>> START

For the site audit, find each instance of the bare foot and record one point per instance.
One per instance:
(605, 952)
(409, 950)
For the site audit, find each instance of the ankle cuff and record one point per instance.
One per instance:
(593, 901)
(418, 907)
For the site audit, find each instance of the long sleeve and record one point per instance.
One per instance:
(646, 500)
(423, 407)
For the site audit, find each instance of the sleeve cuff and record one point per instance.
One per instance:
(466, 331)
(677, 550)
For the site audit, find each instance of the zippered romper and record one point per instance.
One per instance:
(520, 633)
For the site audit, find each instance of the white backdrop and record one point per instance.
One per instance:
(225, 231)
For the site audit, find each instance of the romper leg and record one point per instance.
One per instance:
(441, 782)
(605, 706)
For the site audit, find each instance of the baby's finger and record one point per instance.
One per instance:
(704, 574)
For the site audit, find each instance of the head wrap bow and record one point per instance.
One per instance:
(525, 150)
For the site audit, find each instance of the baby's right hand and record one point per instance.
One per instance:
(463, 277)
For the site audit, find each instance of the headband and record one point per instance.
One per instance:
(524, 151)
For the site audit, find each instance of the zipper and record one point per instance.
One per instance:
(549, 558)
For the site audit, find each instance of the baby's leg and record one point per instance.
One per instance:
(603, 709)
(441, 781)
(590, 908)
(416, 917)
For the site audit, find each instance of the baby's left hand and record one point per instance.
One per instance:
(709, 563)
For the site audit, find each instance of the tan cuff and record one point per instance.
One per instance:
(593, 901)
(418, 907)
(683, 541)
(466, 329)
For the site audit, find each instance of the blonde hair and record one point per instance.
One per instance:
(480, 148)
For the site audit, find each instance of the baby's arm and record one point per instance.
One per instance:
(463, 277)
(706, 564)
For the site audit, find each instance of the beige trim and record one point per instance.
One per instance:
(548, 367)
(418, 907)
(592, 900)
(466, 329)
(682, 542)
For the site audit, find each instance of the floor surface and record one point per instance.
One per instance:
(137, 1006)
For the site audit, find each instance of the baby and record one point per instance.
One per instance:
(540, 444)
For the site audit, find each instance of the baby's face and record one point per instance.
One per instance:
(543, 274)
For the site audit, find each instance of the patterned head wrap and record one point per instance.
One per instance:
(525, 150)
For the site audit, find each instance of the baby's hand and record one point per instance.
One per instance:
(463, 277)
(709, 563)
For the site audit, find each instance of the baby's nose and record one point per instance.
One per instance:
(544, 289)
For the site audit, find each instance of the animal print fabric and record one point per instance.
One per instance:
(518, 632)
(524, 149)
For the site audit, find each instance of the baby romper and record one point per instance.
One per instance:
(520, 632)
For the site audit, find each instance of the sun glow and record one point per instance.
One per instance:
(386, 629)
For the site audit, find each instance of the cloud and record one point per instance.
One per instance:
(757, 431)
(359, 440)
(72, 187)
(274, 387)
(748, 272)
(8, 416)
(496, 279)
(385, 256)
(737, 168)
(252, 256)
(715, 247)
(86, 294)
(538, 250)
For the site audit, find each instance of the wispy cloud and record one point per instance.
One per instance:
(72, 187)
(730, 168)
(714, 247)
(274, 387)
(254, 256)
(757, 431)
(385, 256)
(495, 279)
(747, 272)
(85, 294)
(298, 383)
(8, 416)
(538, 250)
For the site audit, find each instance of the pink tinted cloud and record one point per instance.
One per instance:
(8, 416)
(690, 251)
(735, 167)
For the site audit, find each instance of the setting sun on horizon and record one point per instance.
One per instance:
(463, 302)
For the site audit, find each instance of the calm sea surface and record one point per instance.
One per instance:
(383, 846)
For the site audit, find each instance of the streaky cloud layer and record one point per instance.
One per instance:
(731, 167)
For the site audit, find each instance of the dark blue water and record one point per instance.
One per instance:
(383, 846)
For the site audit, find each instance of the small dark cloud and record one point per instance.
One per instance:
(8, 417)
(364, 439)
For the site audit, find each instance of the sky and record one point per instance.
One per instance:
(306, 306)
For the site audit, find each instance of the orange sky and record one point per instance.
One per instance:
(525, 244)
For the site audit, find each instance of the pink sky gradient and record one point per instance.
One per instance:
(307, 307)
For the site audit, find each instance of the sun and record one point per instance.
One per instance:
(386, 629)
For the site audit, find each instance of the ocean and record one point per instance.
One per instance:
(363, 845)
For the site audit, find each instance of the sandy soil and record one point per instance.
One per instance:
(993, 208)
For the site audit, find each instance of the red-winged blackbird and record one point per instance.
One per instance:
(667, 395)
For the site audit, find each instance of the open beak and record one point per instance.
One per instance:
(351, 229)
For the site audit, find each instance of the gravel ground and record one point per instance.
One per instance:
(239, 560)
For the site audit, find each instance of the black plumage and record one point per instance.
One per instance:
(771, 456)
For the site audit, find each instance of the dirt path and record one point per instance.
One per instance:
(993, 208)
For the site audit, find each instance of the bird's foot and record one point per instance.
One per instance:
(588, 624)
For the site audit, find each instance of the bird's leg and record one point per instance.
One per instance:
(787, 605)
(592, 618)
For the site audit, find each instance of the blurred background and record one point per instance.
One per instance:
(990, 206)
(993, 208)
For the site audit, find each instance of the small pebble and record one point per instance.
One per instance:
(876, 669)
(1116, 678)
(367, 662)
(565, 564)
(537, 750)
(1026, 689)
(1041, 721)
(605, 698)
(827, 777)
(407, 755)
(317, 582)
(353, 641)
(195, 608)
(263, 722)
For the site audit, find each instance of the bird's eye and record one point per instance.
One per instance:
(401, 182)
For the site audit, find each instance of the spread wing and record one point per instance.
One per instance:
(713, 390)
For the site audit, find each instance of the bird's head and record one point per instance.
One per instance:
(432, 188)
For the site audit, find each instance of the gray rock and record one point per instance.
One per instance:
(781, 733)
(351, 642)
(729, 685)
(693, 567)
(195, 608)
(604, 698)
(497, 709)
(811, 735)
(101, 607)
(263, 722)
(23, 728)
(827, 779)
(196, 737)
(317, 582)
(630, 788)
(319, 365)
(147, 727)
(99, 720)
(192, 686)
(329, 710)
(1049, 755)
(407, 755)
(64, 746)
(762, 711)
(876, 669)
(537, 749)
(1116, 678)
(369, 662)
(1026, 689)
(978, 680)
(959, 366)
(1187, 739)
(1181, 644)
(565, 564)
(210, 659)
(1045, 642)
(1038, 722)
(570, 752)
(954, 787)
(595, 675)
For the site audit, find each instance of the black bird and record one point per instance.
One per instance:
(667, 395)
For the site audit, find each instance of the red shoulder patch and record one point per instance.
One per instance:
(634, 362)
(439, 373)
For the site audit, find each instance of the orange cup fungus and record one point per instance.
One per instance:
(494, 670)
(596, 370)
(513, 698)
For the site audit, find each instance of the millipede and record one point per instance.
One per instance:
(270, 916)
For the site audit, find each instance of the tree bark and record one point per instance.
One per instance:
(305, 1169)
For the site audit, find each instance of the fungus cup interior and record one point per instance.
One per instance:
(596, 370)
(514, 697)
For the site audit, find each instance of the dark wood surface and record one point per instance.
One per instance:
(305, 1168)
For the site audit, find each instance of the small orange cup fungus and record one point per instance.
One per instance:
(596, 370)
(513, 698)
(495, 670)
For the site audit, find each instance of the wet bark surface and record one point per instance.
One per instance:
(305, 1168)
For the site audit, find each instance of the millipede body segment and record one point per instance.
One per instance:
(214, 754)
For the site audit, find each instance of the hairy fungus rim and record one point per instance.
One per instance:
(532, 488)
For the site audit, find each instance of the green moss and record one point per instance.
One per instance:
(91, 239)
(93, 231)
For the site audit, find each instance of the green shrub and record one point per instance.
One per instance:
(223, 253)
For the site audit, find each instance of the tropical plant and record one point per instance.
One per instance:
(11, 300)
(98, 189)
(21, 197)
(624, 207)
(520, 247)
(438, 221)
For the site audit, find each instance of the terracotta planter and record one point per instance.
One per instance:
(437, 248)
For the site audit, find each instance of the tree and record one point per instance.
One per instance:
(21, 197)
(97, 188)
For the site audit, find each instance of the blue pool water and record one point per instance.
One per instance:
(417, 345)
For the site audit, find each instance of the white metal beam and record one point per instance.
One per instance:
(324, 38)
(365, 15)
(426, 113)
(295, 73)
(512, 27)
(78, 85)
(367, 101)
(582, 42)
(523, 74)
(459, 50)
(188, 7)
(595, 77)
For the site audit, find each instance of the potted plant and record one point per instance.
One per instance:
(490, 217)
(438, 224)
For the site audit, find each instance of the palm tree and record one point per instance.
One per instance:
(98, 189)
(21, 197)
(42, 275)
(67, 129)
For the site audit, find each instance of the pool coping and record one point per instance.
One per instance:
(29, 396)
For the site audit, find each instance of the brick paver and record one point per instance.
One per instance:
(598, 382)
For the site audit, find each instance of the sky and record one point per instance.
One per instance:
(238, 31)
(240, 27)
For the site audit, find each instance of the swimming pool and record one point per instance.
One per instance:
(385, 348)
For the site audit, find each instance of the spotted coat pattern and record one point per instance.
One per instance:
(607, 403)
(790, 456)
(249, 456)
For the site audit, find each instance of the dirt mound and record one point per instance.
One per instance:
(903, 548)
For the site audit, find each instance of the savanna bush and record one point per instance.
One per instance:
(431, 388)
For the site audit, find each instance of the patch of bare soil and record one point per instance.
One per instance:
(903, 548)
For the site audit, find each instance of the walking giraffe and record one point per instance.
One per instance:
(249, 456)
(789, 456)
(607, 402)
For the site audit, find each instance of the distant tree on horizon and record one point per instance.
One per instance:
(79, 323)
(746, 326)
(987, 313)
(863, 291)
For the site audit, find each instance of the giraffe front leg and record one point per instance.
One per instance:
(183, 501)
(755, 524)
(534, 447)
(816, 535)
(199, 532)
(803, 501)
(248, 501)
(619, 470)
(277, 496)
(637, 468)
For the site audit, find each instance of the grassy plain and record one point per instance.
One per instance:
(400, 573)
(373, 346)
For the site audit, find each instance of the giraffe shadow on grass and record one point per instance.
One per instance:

>> END

Task to carry out
Write out, word for word, the line containing "For the site audit, find each instance of the potted" and every line after it to the end of the data above.

Answer to the problem
For the site audit, find each instance of the potted plant and record one point per instance.
One per instance:
(490, 217)
(438, 224)
For the site audit, find each instance of the palm tree and record one point per instance.
One per instance:
(98, 189)
(21, 197)
(42, 275)
(67, 129)
For the site audit, find each instance of the pool coping and record one point per instance.
One per instance:
(29, 396)
For the site audit, find each instance of the brick paver and record one point per instance.
One per instance:
(598, 382)
For the site audit, find each instance of the sky and record one point per instance.
One per instance:
(238, 31)
(240, 27)
For the site audit, find each instance of the swimming pool and record one point per instance.
One per instance:
(385, 348)
For the site audit, find each instance of the spotted coat pattern and record one point per instance.
One per instance:
(607, 403)
(790, 456)
(249, 456)
For the site audit, find each instance of the dirt mound and record one point per instance.
One per instance:
(903, 548)
For the site audit, find each instance of the savanna bush and record one point per instance.
One per instance:
(431, 388)
For the site audit, find each instance of the patch of bare soil and record one point per instance.
One per instance:
(903, 548)
For the site audit, find each instance of the walking giraffe and record one point per instance.
One per instance:
(249, 456)
(789, 456)
(607, 402)
For the site audit, find each instance of the distant tree on horizon and record one point per instance.
One per instance:
(79, 323)
(746, 326)
(987, 313)
(863, 291)
For the site audit, find each instance of the giraffe front leg and record one point per instance.
One per instance:
(183, 501)
(755, 524)
(534, 447)
(816, 535)
(199, 532)
(803, 501)
(248, 501)
(619, 470)
(277, 496)
(637, 468)
For the site audit, find each instance of the grassy plain and record one point per instance.
One per instance:
(400, 573)
(373, 346)
For the site audit, find each instance of the giraffe shadow on grass and record one point per instance.
One per instance:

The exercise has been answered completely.